What you should do: Find every line in the listing below that contains the string "reddish", and copy each one.

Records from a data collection
=====
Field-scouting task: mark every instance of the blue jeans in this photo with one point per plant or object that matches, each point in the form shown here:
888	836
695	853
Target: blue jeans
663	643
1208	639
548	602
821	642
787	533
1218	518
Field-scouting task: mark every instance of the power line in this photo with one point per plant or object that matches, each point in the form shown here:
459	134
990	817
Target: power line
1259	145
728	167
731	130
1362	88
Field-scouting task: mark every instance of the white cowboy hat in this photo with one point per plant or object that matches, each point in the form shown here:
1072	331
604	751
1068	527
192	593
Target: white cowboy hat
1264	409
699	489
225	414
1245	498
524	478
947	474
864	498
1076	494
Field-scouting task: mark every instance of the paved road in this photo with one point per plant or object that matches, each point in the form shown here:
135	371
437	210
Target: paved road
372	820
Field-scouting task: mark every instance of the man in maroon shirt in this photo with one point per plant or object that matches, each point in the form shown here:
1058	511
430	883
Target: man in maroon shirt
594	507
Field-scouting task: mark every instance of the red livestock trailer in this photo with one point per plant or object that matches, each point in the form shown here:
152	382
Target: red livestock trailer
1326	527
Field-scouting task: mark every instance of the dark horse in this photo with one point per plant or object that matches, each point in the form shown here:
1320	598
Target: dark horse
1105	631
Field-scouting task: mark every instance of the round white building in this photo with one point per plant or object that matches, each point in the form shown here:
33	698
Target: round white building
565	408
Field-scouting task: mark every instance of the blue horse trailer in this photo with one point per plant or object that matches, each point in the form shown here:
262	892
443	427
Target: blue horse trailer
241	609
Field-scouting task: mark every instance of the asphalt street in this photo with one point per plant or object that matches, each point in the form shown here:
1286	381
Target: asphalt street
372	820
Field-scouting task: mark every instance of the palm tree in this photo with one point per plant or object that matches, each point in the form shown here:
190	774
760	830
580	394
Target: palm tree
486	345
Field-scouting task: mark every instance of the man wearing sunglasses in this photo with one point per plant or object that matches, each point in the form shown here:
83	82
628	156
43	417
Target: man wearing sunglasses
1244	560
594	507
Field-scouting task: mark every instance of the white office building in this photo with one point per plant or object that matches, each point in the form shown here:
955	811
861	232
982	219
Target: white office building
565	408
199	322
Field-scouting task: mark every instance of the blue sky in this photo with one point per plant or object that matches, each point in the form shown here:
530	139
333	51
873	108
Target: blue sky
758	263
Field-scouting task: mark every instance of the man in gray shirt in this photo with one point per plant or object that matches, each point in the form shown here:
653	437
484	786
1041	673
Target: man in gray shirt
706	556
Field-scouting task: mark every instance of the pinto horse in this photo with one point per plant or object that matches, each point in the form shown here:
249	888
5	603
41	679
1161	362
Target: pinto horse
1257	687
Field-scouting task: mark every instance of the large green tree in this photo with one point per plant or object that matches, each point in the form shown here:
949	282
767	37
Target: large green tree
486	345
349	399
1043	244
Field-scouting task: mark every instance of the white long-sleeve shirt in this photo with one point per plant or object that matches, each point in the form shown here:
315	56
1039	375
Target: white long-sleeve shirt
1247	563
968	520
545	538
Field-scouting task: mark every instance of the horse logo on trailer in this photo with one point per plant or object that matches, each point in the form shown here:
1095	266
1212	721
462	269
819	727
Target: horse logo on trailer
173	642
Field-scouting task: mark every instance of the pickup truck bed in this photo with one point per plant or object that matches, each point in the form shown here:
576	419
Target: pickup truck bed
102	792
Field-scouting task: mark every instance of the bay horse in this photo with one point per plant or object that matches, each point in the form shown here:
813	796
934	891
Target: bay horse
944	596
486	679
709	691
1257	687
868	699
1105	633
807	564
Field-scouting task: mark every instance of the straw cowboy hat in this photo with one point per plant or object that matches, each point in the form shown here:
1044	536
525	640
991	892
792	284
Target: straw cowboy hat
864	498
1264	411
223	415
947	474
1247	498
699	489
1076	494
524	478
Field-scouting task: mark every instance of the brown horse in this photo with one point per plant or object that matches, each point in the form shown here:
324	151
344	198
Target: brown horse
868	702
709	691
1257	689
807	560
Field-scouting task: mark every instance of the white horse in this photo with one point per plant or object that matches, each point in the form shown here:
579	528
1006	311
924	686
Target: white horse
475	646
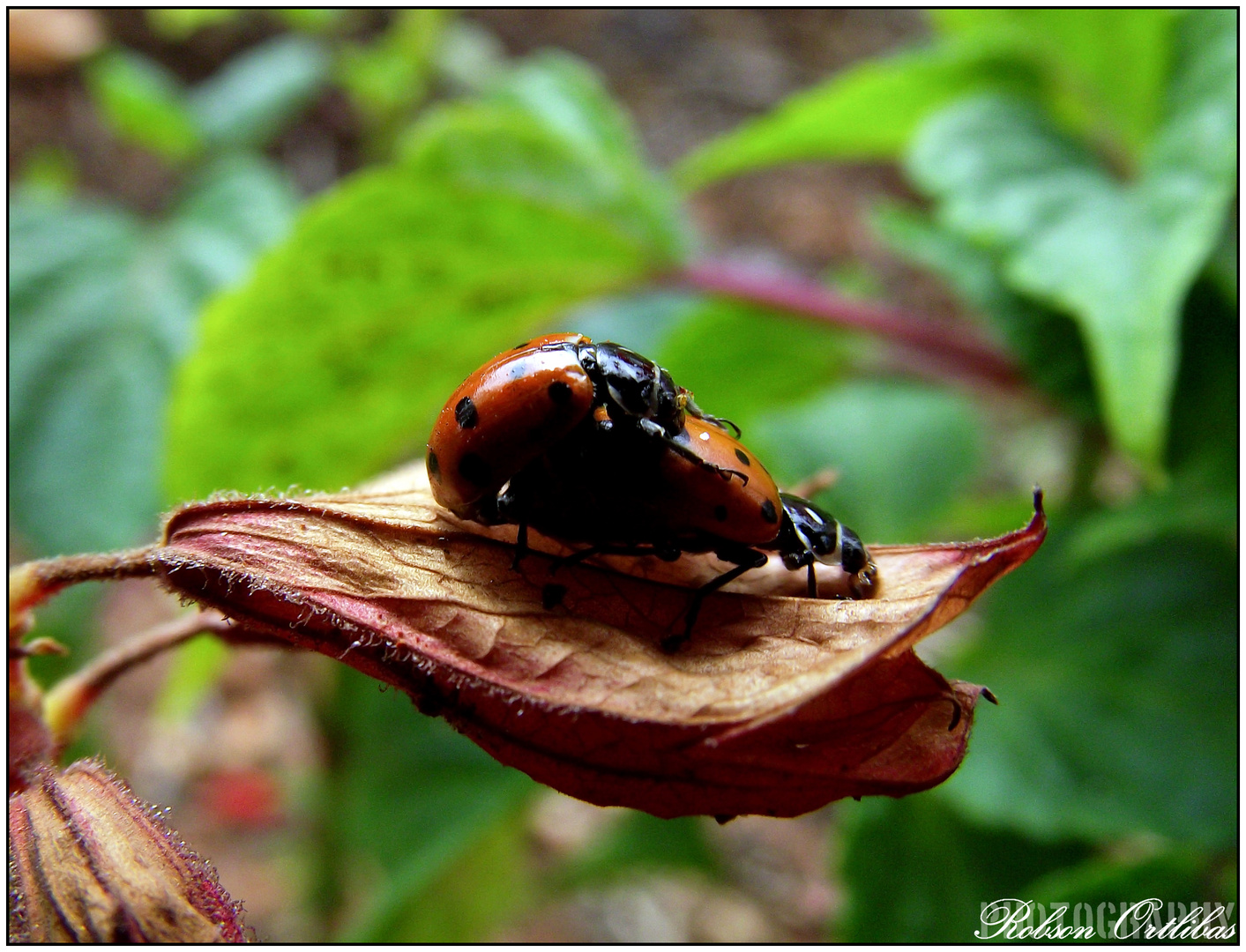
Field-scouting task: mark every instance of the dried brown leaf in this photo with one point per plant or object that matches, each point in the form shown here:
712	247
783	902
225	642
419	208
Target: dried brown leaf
90	862
777	705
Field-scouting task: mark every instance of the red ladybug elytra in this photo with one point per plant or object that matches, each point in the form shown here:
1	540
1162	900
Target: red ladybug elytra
525	400
593	443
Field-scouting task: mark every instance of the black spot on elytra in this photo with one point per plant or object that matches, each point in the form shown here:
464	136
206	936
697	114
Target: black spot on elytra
552	595
475	470
465	414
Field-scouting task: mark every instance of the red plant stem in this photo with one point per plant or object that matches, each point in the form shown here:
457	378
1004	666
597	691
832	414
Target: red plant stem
957	349
70	698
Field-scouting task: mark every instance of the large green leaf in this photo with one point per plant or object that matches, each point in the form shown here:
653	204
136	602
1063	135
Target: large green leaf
1080	53
919	873
1114	714
1118	258
744	361
1046	340
869	111
902	451
100	307
409	800
332	363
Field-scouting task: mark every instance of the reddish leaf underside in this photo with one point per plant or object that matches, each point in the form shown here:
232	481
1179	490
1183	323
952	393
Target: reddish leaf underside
777	705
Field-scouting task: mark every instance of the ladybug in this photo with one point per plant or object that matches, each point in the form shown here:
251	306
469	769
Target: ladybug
627	495
524	401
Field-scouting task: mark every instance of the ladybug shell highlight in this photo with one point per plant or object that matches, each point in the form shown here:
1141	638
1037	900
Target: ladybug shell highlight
732	497
504	415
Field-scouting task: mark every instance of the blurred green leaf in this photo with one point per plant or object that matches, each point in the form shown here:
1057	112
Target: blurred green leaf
1110	720
246	102
195	671
902	451
180	23
482	890
552	133
1118	259
390	75
1046	340
51	169
919	873
100	308
642	321
866	112
410	800
311	20
1204	445
1174	875
332	363
144	104
1082	51
742	361
639	843
470	57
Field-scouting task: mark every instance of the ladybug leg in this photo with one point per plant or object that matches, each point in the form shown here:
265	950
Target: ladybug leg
666	554
745	560
521	546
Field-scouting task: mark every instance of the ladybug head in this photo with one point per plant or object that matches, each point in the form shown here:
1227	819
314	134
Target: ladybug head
633	385
809	533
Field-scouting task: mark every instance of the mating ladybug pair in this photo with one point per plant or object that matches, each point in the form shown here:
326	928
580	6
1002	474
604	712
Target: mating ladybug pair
593	443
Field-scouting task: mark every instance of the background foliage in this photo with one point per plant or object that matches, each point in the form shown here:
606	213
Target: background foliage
246	338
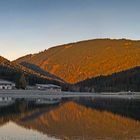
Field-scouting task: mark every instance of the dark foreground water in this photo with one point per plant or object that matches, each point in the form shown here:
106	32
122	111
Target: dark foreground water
72	119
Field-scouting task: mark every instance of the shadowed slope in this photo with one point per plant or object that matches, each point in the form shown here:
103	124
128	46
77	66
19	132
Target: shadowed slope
77	61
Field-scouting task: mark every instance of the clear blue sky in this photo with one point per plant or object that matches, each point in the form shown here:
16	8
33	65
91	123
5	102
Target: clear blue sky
29	26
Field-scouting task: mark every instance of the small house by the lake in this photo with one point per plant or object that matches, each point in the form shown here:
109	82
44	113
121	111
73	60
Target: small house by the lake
6	85
49	87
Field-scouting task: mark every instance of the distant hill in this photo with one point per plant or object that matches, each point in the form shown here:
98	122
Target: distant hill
86	59
9	71
128	80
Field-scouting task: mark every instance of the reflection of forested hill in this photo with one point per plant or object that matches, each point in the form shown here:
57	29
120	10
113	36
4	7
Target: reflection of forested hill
71	119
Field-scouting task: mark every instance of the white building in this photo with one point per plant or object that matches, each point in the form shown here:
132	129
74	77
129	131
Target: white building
6	85
48	87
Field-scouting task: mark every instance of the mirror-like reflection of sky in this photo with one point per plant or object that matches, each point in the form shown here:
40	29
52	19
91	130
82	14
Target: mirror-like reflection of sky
12	131
71	120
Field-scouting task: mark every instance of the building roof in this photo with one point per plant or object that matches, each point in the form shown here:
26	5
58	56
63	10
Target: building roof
5	82
48	85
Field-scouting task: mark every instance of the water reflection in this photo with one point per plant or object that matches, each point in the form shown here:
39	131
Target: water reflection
80	119
12	131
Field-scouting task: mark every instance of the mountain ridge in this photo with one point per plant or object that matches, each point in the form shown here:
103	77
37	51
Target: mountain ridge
78	61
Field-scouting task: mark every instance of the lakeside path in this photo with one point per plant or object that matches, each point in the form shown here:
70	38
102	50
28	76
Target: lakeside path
35	94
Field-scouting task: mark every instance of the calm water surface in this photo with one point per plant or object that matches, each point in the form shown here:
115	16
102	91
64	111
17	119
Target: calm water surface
75	119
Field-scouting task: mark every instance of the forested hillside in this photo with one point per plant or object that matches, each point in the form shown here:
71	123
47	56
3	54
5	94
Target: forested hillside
10	71
128	80
86	59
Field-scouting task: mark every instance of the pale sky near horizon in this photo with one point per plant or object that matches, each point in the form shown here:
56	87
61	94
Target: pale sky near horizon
30	26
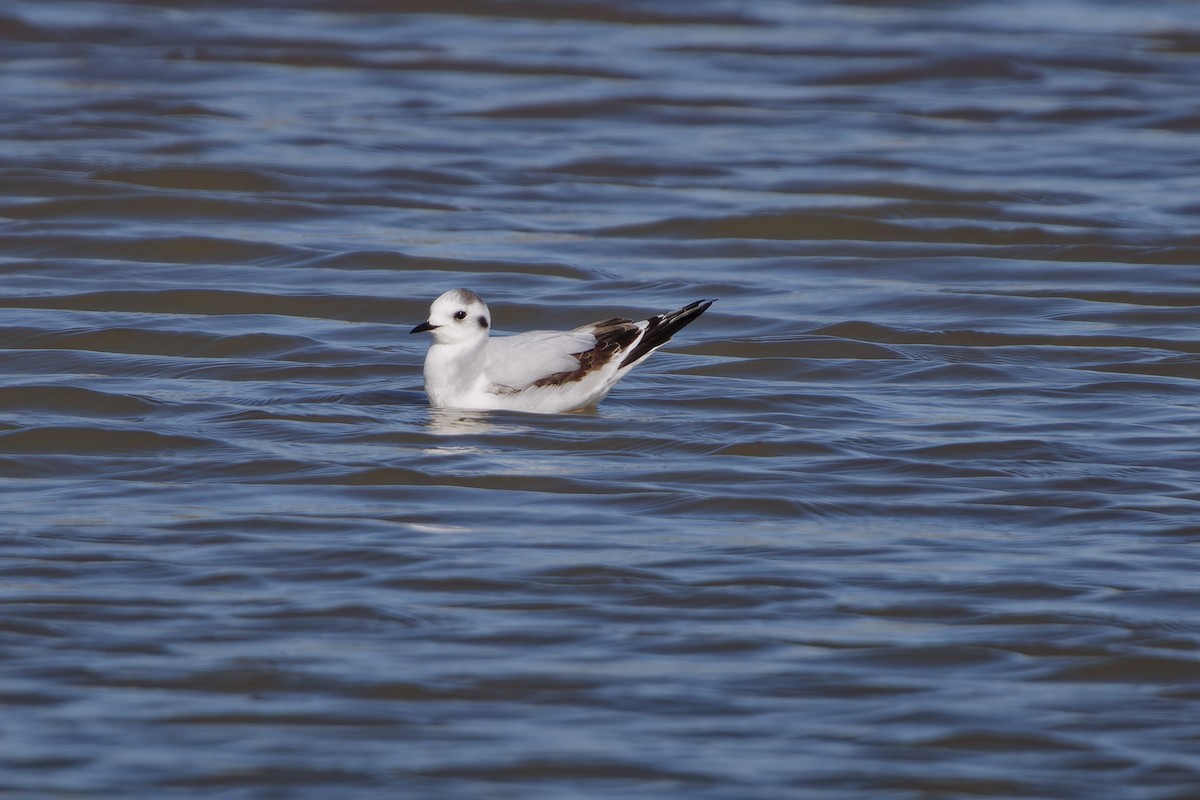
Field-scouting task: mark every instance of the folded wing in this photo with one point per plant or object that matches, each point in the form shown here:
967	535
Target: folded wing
520	361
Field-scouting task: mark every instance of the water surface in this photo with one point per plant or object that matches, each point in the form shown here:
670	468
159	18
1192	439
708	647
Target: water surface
911	512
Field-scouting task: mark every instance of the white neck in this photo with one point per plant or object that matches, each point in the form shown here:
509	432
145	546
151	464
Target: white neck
450	370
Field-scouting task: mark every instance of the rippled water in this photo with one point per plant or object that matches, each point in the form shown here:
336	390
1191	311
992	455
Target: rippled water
911	512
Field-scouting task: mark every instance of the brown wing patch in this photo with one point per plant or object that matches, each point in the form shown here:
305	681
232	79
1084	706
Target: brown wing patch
613	336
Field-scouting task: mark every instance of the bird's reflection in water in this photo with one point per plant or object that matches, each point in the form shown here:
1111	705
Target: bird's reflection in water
450	421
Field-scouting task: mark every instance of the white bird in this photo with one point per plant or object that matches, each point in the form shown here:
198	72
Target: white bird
540	371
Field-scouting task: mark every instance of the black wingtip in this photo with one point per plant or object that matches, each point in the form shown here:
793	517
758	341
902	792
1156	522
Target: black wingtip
663	328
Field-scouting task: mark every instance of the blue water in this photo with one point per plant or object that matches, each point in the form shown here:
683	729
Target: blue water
910	512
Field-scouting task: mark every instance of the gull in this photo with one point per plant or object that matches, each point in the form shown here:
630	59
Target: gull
547	372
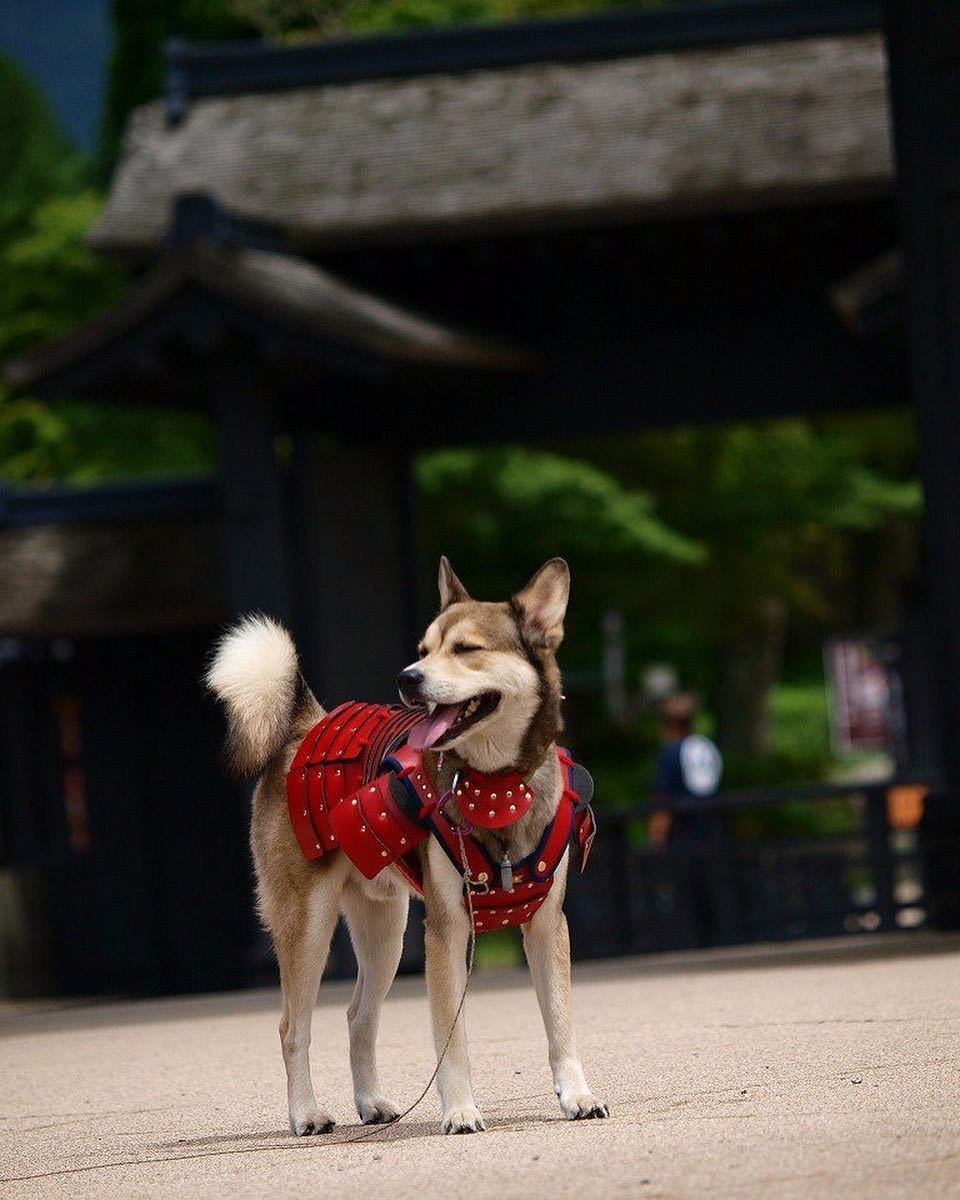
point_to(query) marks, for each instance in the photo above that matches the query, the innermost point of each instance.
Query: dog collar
(491, 801)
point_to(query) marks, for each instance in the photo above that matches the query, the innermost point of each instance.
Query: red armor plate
(340, 795)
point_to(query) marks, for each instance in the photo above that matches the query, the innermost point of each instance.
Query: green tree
(141, 29)
(35, 157)
(781, 508)
(324, 18)
(51, 281)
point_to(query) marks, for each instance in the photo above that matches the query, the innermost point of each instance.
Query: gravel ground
(823, 1071)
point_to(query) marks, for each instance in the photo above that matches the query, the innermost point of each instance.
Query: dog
(487, 682)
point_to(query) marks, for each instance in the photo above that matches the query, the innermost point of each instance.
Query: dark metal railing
(760, 868)
(772, 864)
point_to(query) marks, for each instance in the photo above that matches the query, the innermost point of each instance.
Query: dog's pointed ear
(541, 605)
(451, 589)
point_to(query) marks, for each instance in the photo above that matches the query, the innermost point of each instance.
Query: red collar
(490, 801)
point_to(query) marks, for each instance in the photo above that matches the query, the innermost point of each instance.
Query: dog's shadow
(342, 1135)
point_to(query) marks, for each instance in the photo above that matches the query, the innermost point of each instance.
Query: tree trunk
(750, 666)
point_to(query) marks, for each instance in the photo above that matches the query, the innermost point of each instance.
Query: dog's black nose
(408, 682)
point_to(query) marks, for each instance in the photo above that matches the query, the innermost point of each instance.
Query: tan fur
(300, 901)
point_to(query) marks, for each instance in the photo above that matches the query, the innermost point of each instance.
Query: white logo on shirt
=====
Solution to the problem:
Field-scouting task: mark every instance of the reddish leaf underside in this photo with one point per plant or object that matches, each point in the form shown here:
Target: reddish leaf underside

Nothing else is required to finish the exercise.